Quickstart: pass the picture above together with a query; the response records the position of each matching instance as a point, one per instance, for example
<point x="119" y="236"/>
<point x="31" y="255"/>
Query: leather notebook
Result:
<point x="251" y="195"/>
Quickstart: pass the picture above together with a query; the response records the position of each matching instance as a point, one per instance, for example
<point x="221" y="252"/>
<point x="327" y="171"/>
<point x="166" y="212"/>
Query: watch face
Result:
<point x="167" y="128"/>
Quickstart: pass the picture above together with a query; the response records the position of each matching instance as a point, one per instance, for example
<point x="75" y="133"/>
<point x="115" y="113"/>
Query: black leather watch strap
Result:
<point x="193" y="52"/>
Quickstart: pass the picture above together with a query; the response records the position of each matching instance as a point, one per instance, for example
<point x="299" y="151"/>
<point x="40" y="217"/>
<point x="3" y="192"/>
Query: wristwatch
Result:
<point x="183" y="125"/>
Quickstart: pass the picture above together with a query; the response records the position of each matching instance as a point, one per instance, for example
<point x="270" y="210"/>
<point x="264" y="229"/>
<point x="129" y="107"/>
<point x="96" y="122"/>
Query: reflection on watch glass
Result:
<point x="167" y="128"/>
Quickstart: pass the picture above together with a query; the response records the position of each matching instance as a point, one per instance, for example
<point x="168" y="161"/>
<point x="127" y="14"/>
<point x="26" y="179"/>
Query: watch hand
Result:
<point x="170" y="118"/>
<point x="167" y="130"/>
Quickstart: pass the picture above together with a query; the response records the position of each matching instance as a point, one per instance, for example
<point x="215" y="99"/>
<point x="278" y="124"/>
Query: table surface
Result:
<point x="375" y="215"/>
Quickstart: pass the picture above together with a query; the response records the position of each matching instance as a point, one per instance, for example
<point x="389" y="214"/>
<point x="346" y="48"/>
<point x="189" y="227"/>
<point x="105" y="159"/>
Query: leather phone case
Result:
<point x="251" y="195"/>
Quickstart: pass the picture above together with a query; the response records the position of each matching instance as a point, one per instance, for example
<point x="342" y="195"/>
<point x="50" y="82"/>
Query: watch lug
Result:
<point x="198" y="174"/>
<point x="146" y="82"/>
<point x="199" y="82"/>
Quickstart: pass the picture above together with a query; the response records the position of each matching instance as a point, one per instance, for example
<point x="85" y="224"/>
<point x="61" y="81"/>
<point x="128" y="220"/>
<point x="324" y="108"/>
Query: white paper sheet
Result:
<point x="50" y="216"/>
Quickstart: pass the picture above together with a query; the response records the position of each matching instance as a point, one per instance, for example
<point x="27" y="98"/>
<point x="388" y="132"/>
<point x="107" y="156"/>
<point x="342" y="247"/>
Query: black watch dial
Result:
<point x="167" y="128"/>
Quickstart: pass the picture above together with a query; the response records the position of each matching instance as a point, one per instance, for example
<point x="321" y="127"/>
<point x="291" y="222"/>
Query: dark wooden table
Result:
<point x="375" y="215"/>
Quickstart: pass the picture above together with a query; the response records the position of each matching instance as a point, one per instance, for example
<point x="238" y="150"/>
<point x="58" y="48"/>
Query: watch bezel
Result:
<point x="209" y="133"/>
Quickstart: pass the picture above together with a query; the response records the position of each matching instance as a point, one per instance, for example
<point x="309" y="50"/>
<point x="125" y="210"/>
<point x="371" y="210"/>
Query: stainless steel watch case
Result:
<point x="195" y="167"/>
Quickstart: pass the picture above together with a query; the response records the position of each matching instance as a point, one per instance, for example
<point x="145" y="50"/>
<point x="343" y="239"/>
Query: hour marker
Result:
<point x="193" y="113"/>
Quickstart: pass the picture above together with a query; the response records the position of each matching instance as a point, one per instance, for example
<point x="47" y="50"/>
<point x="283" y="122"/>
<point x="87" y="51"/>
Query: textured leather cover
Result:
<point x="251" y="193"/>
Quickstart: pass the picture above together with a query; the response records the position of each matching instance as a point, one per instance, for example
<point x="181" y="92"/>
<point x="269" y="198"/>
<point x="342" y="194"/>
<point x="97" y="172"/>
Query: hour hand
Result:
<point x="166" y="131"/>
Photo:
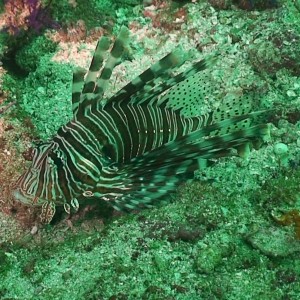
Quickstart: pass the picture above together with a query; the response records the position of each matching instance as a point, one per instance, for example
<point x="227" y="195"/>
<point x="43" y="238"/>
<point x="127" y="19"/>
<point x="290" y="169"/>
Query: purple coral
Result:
<point x="27" y="15"/>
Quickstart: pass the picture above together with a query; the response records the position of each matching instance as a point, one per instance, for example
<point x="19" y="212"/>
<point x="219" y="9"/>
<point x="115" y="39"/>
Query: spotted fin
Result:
<point x="151" y="176"/>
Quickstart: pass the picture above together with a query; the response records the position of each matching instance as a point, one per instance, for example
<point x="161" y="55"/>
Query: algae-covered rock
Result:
<point x="274" y="242"/>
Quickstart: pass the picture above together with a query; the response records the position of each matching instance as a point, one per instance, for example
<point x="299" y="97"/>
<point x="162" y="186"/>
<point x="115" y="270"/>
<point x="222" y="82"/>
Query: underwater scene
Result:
<point x="150" y="149"/>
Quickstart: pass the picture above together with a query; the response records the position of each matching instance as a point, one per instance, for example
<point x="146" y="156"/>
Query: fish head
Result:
<point x="40" y="184"/>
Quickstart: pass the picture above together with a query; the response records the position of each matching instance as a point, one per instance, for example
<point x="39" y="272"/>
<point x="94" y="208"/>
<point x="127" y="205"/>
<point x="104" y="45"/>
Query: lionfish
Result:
<point x="135" y="147"/>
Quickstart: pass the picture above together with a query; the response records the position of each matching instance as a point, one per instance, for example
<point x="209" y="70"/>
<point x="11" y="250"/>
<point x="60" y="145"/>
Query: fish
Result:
<point x="134" y="148"/>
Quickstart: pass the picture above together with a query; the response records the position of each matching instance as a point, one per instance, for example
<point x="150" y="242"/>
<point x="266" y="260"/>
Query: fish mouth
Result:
<point x="26" y="199"/>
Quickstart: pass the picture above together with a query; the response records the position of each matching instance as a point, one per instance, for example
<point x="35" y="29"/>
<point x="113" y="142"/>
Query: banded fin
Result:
<point x="94" y="85"/>
<point x="143" y="83"/>
<point x="77" y="85"/>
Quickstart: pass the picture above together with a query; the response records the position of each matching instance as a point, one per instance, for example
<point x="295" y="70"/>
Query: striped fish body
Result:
<point x="135" y="147"/>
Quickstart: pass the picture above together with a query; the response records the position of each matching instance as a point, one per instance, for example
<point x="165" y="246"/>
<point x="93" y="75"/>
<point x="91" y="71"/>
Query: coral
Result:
<point x="255" y="4"/>
<point x="28" y="57"/>
<point x="275" y="50"/>
<point x="166" y="16"/>
<point x="23" y="15"/>
<point x="291" y="217"/>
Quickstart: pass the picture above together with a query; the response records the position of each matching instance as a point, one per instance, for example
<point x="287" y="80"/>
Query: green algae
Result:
<point x="160" y="253"/>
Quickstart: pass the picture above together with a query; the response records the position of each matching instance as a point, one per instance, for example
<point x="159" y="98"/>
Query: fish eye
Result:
<point x="33" y="171"/>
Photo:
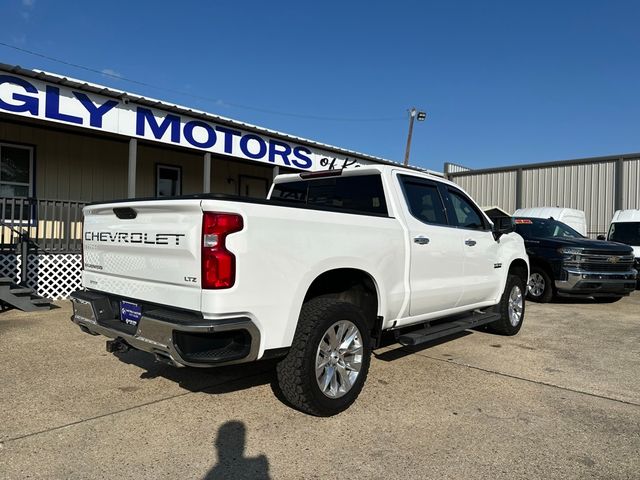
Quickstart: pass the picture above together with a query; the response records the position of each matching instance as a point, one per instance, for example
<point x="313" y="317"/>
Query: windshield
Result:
<point x="627" y="232"/>
<point x="544" y="228"/>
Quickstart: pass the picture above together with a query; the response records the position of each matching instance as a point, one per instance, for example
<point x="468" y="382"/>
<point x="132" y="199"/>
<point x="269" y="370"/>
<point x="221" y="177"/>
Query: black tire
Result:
<point x="296" y="372"/>
<point x="504" y="326"/>
<point x="607" y="299"/>
<point x="543" y="295"/>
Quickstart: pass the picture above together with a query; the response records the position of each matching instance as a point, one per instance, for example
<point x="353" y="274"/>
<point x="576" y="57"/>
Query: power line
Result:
<point x="199" y="97"/>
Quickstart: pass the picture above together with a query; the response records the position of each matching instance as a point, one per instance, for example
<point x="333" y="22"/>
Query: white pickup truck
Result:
<point x="313" y="275"/>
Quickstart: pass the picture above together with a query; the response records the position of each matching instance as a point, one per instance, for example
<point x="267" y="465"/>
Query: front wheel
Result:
<point x="328" y="362"/>
<point x="511" y="307"/>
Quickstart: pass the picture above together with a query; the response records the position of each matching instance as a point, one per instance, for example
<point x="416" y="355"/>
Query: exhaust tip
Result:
<point x="117" y="346"/>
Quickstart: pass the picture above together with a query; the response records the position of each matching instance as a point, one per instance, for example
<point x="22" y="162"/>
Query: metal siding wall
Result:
<point x="631" y="184"/>
<point x="588" y="187"/>
<point x="489" y="189"/>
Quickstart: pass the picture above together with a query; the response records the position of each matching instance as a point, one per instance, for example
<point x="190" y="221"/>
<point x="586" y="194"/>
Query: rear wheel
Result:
<point x="539" y="288"/>
<point x="328" y="362"/>
<point x="511" y="308"/>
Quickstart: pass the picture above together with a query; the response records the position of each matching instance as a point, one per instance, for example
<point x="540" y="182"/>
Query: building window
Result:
<point x="168" y="181"/>
<point x="16" y="171"/>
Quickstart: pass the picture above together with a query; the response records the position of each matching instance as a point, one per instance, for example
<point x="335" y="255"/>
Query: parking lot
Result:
<point x="560" y="400"/>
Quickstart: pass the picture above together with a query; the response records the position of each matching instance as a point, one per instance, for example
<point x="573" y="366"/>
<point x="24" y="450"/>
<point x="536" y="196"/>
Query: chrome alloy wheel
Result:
<point x="339" y="359"/>
<point x="516" y="305"/>
<point x="536" y="284"/>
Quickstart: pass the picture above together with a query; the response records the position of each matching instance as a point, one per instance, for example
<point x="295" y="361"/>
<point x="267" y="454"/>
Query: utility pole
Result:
<point x="413" y="114"/>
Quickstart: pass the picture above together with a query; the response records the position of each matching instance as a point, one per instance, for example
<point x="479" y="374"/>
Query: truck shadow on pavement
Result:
<point x="232" y="464"/>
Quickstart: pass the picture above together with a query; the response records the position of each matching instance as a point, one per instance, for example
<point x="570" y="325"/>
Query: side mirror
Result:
<point x="503" y="226"/>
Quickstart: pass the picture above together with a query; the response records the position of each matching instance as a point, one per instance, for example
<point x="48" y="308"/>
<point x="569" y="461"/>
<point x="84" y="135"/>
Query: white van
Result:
<point x="576" y="219"/>
<point x="625" y="228"/>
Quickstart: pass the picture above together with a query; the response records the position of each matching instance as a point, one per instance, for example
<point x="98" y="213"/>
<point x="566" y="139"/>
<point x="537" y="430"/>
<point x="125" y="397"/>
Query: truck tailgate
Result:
<point x="146" y="250"/>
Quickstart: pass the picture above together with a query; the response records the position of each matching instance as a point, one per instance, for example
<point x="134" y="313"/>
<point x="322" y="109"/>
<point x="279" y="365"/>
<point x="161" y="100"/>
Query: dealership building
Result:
<point x="598" y="186"/>
<point x="65" y="143"/>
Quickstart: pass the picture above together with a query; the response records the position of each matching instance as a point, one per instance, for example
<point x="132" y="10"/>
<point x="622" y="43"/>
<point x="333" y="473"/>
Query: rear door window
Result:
<point x="423" y="200"/>
<point x="463" y="213"/>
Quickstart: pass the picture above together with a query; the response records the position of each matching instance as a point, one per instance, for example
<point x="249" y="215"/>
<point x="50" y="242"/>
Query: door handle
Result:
<point x="421" y="240"/>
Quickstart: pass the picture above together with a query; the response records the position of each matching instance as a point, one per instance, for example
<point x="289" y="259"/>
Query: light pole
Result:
<point x="413" y="114"/>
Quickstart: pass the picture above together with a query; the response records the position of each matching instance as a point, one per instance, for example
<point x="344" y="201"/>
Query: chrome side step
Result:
<point x="445" y="329"/>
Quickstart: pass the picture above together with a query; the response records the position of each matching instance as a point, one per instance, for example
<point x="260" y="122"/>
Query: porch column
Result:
<point x="206" y="181"/>
<point x="133" y="158"/>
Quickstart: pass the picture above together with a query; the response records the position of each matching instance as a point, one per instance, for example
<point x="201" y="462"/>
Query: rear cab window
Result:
<point x="360" y="194"/>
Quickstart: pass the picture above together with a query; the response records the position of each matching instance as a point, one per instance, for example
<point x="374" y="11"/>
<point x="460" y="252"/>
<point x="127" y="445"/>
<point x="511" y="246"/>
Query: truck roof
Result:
<point x="365" y="170"/>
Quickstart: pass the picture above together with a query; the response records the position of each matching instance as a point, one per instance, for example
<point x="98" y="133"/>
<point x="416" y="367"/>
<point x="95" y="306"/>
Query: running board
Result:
<point x="440" y="330"/>
<point x="20" y="297"/>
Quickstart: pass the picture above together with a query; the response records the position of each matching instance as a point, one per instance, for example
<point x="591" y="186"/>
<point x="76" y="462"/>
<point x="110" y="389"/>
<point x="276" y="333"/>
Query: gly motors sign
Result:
<point x="37" y="99"/>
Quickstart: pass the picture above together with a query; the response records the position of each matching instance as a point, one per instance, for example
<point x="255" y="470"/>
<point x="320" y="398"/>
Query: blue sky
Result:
<point x="503" y="82"/>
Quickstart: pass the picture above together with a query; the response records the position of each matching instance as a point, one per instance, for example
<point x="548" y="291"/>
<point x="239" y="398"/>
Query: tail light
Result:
<point x="218" y="263"/>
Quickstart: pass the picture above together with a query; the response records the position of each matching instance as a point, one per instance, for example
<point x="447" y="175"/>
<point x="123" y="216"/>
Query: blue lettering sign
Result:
<point x="27" y="103"/>
<point x="228" y="137"/>
<point x="188" y="134"/>
<point x="302" y="159"/>
<point x="173" y="121"/>
<point x="281" y="149"/>
<point x="244" y="146"/>
<point x="52" y="107"/>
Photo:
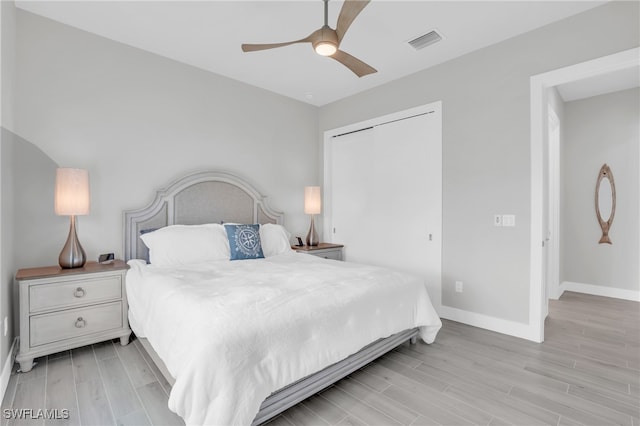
**********
* [Activity]
Scan the data above and state how many of its lines contain the string "white", with no other content.

* [Task answer]
3